- [Written tasks]
1: In the post about selling cookies at a booth, how many boxes did the writer's daughter sell?
2: List every booth date that the writer checks in the post about selling cookies at a booth.
3: Summarize the post about selling cookies at a booth in two sentences.

- [Extract to read]
◇ ◇ ◇ ◇ ◇ ◇ ◇
Okay, I wasn’t even cookie manager, so maybe I’m being a little dramatic. And I totally failed at the pre-sale thing, but let me tell you, a month and half of manning the cookie booth every weekend? That can wear you down. Let me check my math…2-21, 2-28, 3-21, 3-22, 3-28…okay, so it wasn’t a month and a half every weekend, and my husband even took her to the second, but three times in two weeks makes it feel like a month!

cookie booth for web

My daughter thought so, too, and was pretty much done this weekend. Too much, too close, I think. If it had been spread out more throughout the month, I think she would have kept up the enthusiasm. As it is, we’re both glad to be done. However, she did really enjoy the experience and is excited to do it again next year complete with sign making and decorations.

So what did I learn?

  1. Pre-sales may or may not be important, depending on your daughter’s goals. She still sold over two-hundred boxes.
  2. Two-hundred boxes may sound like a lot, and it is, but these cookies sell.
  3. Troop prep really shouldn’t wait until cookie information is everywhere and the packets are being handed out. A leader should be on the ball and start cookie prep and planning at the beginning of the year, at least if you want to add badge work or booth decoration. It needs to be on the calendar early! Time flies.
  4. I don’t want to be cookie manager! I didn’t want to before, but now I really don’t want to.
  5. I love this simplified, one page size order form (MiniOrderCard) that I found on Southern Alabama’s Council website. This is great for passing around an office or potentially sorting orders by location (office, Sunday School, dance class, etc.) Of course, if you don’t use ABC Bakery the card won’t have the correct cookie selection listed, but the website has other cookie sales resources that might be useful.
◇ ◇ ◇ ◇ ◇ ◇ ◇
- [Data lines]
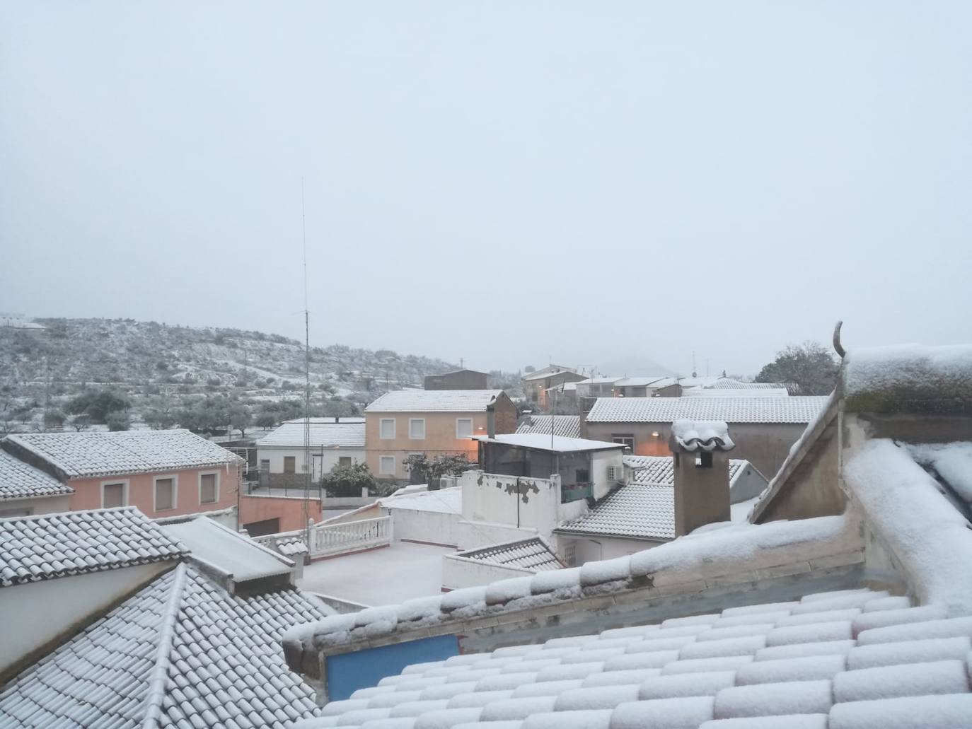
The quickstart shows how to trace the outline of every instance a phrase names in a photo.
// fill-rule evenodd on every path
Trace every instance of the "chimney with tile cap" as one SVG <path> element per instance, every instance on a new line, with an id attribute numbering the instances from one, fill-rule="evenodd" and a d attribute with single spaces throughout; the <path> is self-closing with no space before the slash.
<path id="1" fill-rule="evenodd" d="M 669 448 L 675 469 L 675 536 L 729 521 L 729 451 L 736 447 L 719 420 L 677 420 Z"/>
◇ ◇ ◇ ◇ ◇ ◇ ◇
- [Task-by-task answers]
1: She sold over two hundred boxes.

2: 2-21, 2-28, 3-21, 3-22, 3-28

3: The writer and their daughter found the weekend cookie booths tiring because so many came close together, though the daughter enjoyed the experience and wants to do it again next year. The writer's takeaways are that pre-sales may not matter much since she still sold over two hundred boxes, that troop planning should begin at the start of the year, that the writer does not want to be cookie manager, and that a one-page order form from Southern Alabama's Council website is useful.